**DIRECTIONS FOR THIS TASK**
Render every line of the records below as a Markdown table with two columns, Row and Line, leaving out blank lines.

**Dataset items**

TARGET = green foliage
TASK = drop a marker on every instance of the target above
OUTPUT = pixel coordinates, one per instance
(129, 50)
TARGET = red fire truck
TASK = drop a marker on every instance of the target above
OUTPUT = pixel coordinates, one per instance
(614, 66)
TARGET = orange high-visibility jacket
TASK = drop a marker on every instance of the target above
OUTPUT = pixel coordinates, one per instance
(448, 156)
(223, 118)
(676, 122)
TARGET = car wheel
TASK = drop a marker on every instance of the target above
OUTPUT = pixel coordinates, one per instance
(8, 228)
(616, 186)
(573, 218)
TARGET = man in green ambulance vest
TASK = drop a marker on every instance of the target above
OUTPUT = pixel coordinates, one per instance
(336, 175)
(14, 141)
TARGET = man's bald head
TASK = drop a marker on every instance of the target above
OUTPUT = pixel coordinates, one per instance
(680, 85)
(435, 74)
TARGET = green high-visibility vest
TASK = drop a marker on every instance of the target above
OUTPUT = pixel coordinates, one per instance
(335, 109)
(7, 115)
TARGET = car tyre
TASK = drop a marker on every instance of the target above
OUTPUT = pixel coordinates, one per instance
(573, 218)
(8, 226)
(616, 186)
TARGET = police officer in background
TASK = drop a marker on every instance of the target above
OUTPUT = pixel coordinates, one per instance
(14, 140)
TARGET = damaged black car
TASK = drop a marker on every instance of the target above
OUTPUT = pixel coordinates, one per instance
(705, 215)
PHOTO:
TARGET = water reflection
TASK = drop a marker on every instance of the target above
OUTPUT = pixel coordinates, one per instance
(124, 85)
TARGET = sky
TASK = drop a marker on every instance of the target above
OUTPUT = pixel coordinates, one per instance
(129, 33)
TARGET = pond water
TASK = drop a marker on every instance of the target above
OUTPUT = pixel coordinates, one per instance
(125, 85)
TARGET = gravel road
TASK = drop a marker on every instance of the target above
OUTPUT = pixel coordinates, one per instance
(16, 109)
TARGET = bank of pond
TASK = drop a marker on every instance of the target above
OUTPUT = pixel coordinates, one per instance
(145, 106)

**SOLUTION**
| Row | Line |
|---|---|
| 1 | TARGET = green foliage |
| 2 | TASK = drop a marker on every instance of the target above |
| 3 | OUTPUT = pixel coordinates, one per instance |
| 4 | (129, 50) |
| 5 | TARGET = red fire truck |
| 6 | TASK = drop a marker on every instance of the target above |
| 7 | OUTPUT = pixel coordinates, one per instance |
| 8 | (614, 66) |
| 9 | TARGET = orange high-visibility jacket |
| 10 | TASK = drop a marker on every instance of the target above |
| 11 | OUTPUT = pixel coordinates, one per instance |
| 12 | (448, 156) |
| 13 | (223, 118) |
| 14 | (676, 122) |
| 15 | TARGET = car wheel |
| 16 | TASK = drop a marker on every instance of the target above |
| 17 | OUTPUT = pixel coordinates, one per instance |
| 18 | (8, 228) |
| 19 | (616, 186) |
| 20 | (573, 218) |
| 21 | TARGET = man in green ambulance vest |
| 22 | TASK = drop a marker on every instance of the target above |
| 23 | OUTPUT = pixel coordinates, one per instance |
| 24 | (336, 175) |
| 25 | (14, 141) |
| 26 | TARGET = man's bald head |
| 27 | TASK = drop a marker on every instance of the target above |
| 28 | OUTPUT = pixel coordinates, one per instance |
| 29 | (680, 85) |
| 30 | (435, 74) |
| 31 | TARGET = green high-visibility vest |
| 32 | TASK = drop a marker on every instance of the target above |
| 33 | OUTPUT = pixel coordinates, one per instance |
| 34 | (335, 109) |
| 35 | (7, 115) |
| 36 | TARGET = car tyre |
| 37 | TASK = drop a marker on every instance of the target above |
| 38 | OUTPUT = pixel coordinates, one per instance |
| 39 | (573, 218) |
| 40 | (8, 226) |
| 41 | (616, 186) |
| 42 | TARGET = police officer in background |
| 43 | TASK = drop a marker on every instance of the target above |
| 44 | OUTPUT = pixel coordinates, one per instance |
| 45 | (14, 140) |
| 46 | TARGET = damaged black car |
| 47 | TASK = drop a marker on every instance of the target above |
| 48 | OUTPUT = pixel coordinates, one per instance |
| 49 | (705, 215) |
| 50 | PHOTO: |
| 51 | TARGET = water reflection |
| 52 | TASK = drop a marker on every instance of the target above |
| 53 | OUTPUT = pixel coordinates, one per instance |
| 54 | (124, 85) |
| 55 | TARGET = sky |
| 56 | TASK = drop a marker on every instance of the target above |
| 57 | OUTPUT = pixel coordinates, one per instance |
| 58 | (129, 33) |
| 59 | TARGET = pond water |
| 60 | TASK = drop a marker on every instance of the target above |
| 61 | OUTPUT = pixel coordinates, one per instance |
| 62 | (125, 85) |
| 63 | TARGET = gravel road |
| 64 | TASK = drop a marker on every instance of the target above |
| 65 | OUTPUT = pixel coordinates, one per instance |
| 66 | (16, 109) |
| 67 | TARGET = bank of pond |
| 68 | TASK = drop a marker on every instance of the target above |
| 69 | OUTPUT = pixel coordinates, one per instance |
| 70 | (145, 106) |